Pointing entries
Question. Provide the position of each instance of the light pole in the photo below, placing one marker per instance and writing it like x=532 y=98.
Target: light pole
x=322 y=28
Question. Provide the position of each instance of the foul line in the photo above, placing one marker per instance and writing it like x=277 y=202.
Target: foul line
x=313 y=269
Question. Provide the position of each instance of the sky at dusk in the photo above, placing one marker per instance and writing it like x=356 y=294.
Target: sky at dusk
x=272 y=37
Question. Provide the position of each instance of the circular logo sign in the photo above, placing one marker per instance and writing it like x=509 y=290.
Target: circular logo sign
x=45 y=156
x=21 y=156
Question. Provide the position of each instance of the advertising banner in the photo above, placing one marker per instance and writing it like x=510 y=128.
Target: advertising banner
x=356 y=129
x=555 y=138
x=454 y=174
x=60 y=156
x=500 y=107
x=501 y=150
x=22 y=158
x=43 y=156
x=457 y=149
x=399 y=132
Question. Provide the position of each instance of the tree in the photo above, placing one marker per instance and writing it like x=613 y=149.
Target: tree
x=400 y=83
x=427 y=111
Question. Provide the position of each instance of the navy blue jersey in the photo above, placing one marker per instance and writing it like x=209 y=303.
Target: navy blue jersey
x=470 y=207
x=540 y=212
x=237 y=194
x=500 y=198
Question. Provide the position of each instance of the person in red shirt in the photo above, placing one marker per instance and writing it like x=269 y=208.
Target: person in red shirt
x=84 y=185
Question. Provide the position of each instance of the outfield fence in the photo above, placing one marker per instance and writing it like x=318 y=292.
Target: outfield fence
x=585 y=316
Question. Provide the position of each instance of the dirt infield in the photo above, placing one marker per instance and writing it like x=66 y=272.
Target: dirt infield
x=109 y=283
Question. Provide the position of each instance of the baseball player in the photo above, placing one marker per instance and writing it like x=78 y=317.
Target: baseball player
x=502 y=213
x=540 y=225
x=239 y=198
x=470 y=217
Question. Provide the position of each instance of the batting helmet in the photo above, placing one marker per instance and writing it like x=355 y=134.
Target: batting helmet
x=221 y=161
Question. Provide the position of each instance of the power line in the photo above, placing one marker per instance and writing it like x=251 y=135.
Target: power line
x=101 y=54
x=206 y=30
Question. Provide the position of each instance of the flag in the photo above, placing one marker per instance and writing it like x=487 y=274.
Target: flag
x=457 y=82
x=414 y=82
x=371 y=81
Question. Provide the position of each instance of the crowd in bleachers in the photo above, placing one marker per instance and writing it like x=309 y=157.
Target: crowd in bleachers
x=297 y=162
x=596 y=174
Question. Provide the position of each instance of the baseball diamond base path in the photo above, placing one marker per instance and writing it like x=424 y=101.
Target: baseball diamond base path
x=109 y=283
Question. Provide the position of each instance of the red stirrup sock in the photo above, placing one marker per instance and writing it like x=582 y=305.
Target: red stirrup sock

== WRITTEN TASK ==
Turn the part of the entries that opens with the line containing "like x=424 y=101." and closes at the end of the entries into a Markdown table with the columns Row and Line. Give each line its row number and omit any blank lines.

== EXPECTED ANSWER ==
| Row | Line |
|---|---|
| 1 | Question. Provide the position of each instance of the baseball diamond base path in the photo above, placing one marker per instance and writing it like x=424 y=101. |
| 2 | Target: baseball diamond base path |
| 3 | x=109 y=283 |
| 4 | Question. Provide the position of each instance of the red stirrup sock in the photo above, placing one marker per instance and writing it like x=582 y=305. |
| 5 | Target: red stirrup sock |